FILE UNDER -- Alpine // Freestyle // Nordic // Top Story

USSA names Flanagan high performance director

PARK CITY, UT (March 19) – The U.S. Ski and Snowboard Association (USSA) has promoted its current Director of Sport Science Troy Flanagan to the new position of director of high performance. The appointment was announced this week by USSA Vice President, Athletics Luke Bodensteiner following strong performances by U.S. athletes at the recent Olympic Winter Games.

In his new position, Flanagan will oversee the coordination of all areas of high performance services which will continue to be generated out of the sport science, sports medicine and sport education departments.

“The success of our athletes is directly related to the delivery of high performance services in science, medicine and education to our coaches and teams,” said Bodensteiner. “We saw the benefits of strong high performance programs with our athletes in Vancouver. Troy’s responsibility now will be to ensure a clean linkage between all high performance services in our sport programs, including taking that message into our grassroots programs at USSA clubs nationwide.”

WORK TASK >>
From the article on Flanagan's appointment, return the part that opens with the words containing "FILE UNDER -- Alpine" and closes with "sport education departments.", copied character for character. The records play no part in the work on the article.

Referring-expression pointing data >>
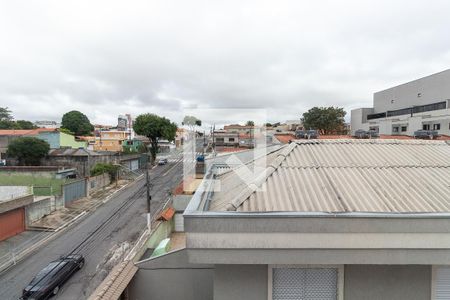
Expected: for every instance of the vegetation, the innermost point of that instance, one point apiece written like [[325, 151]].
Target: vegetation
[[7, 121], [77, 122], [42, 184], [328, 120], [155, 128], [28, 150], [103, 168]]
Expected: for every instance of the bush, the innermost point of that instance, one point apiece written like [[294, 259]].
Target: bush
[[102, 168]]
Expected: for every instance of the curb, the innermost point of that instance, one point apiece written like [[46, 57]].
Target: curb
[[23, 254]]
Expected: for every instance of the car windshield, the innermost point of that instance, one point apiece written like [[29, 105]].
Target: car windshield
[[47, 272]]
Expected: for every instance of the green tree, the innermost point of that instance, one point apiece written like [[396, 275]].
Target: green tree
[[77, 123], [155, 128], [28, 150], [327, 120]]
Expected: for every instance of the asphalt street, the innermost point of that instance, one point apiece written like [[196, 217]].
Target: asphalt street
[[104, 234]]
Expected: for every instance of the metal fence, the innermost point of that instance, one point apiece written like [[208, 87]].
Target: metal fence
[[74, 190]]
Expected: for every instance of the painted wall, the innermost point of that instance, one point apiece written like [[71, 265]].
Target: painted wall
[[240, 282], [38, 209], [52, 138], [372, 282], [67, 140], [171, 277]]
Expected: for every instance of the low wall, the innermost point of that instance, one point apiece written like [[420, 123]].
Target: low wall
[[98, 182], [38, 209]]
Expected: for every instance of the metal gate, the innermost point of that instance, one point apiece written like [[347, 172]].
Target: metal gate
[[305, 284], [74, 190]]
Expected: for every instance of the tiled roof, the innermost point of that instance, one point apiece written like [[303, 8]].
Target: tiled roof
[[388, 176], [21, 132]]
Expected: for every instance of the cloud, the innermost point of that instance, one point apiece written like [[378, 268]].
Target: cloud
[[110, 57]]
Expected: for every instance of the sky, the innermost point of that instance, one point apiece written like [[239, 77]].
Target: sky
[[107, 58]]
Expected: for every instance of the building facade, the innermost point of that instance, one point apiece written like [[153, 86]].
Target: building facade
[[422, 104], [317, 223]]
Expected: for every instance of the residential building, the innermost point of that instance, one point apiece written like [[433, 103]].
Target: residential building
[[422, 104], [47, 124], [243, 129], [13, 200], [110, 140], [223, 138], [325, 219], [57, 139]]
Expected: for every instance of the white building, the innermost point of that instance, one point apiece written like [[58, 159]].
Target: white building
[[420, 104]]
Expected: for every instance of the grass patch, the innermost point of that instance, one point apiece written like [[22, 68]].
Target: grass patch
[[42, 184]]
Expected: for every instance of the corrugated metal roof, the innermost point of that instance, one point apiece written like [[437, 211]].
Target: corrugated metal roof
[[388, 176]]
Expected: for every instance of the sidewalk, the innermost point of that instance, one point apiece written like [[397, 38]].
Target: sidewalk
[[20, 245]]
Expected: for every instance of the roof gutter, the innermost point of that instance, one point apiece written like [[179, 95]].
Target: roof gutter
[[234, 214]]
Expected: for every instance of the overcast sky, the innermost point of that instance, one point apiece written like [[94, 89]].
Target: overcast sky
[[106, 58]]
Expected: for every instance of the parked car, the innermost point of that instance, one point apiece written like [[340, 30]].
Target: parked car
[[426, 134], [162, 161], [300, 134], [50, 279]]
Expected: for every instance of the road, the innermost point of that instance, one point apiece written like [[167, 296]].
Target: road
[[104, 235]]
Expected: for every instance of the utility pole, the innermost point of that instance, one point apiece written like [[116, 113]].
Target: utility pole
[[149, 198]]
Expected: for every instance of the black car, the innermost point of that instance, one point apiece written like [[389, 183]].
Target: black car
[[49, 280], [163, 161]]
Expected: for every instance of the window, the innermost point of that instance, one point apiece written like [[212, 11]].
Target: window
[[307, 283]]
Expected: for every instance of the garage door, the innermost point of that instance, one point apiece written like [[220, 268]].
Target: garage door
[[305, 284], [12, 223]]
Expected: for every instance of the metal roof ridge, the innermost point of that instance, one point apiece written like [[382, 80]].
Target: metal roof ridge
[[259, 180]]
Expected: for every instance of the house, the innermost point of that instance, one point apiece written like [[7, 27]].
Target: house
[[58, 139], [222, 138], [321, 219], [236, 128], [110, 140], [422, 104], [13, 200]]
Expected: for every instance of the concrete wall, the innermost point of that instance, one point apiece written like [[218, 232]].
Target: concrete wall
[[98, 182], [433, 88], [171, 277], [38, 209], [11, 192], [240, 282], [371, 282]]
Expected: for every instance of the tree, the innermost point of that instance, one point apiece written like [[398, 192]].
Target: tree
[[77, 123], [28, 150], [191, 121], [327, 120], [155, 128]]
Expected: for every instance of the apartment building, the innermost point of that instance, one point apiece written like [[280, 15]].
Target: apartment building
[[420, 104]]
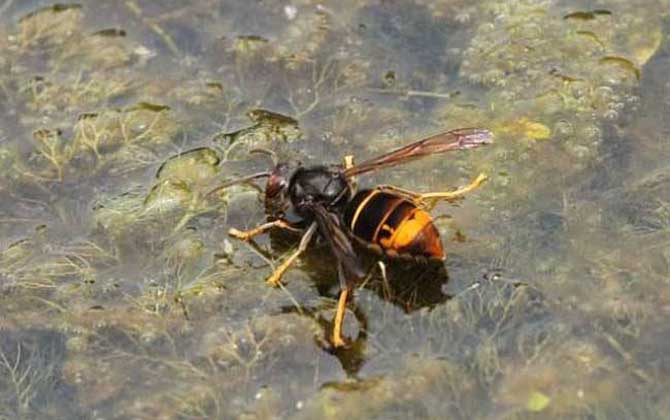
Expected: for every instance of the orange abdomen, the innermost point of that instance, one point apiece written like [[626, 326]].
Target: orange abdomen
[[393, 223]]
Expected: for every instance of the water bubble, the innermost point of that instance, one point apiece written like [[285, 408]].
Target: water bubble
[[563, 129]]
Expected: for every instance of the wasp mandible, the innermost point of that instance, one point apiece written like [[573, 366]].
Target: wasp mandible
[[386, 219]]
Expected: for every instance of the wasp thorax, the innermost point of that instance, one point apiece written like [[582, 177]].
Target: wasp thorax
[[325, 185]]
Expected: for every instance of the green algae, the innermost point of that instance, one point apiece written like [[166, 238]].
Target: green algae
[[119, 119]]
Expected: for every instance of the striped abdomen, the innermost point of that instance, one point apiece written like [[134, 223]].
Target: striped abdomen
[[394, 224]]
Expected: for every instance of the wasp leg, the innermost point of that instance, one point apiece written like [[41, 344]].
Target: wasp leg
[[337, 339], [428, 200], [275, 277], [348, 161], [246, 235]]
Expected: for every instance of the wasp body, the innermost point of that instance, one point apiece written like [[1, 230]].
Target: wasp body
[[392, 221], [389, 223]]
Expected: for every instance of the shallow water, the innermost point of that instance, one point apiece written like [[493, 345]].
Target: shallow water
[[122, 295]]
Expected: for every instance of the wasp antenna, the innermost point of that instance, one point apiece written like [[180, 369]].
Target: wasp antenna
[[239, 181], [268, 152], [474, 137]]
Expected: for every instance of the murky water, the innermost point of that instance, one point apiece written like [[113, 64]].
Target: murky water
[[122, 295]]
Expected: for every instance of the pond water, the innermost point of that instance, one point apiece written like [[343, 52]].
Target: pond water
[[123, 296]]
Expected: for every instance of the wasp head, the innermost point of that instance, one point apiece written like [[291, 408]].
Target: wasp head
[[276, 190]]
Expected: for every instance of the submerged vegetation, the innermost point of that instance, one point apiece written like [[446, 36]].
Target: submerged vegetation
[[121, 294]]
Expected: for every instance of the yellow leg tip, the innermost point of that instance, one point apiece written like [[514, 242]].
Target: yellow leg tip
[[338, 341], [235, 233], [274, 280]]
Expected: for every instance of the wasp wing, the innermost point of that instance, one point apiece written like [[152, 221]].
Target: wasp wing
[[350, 268], [459, 139]]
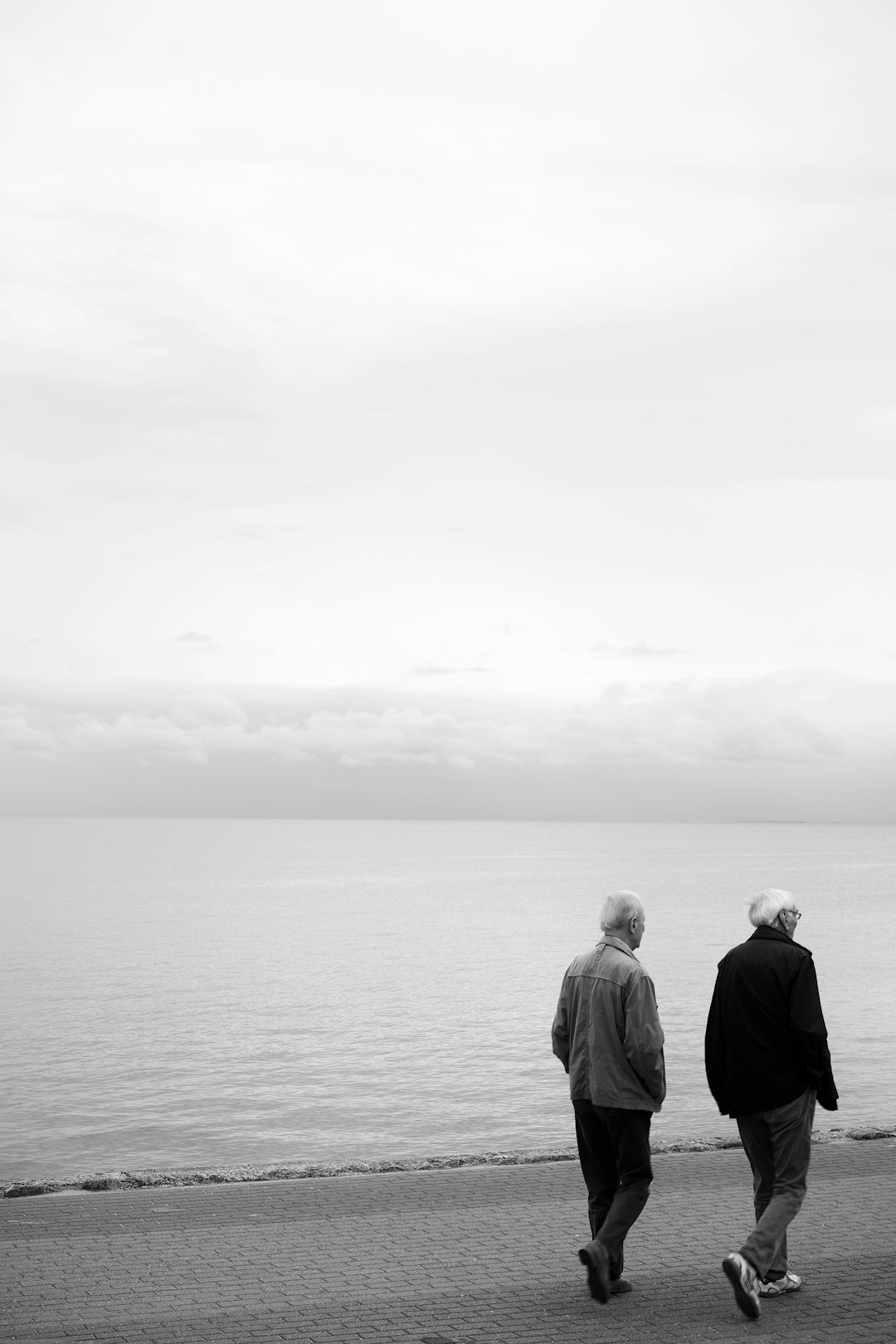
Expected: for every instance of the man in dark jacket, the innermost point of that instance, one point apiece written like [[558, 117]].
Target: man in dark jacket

SOLVED PROBLEM >>
FILE UNDER -- Alpine // Freestyle // Nordic // Top Story

USSA names Flanagan high performance director

PARK CITY, UT (March 19) – The U.S. Ski and Snowboard Association (USSA) has promoted its current Director of Sport Science Troy Flanagan to the new position of director of high performance. The appointment was announced this week by USSA Vice President, Athletics Luke Bodensteiner following strong performances by U.S. athletes at the recent Olympic Winter Games.

In his new position, Flanagan will oversee the coordination of all areas of high performance services which will continue to be generated out of the sport science, sports medicine and sport education departments.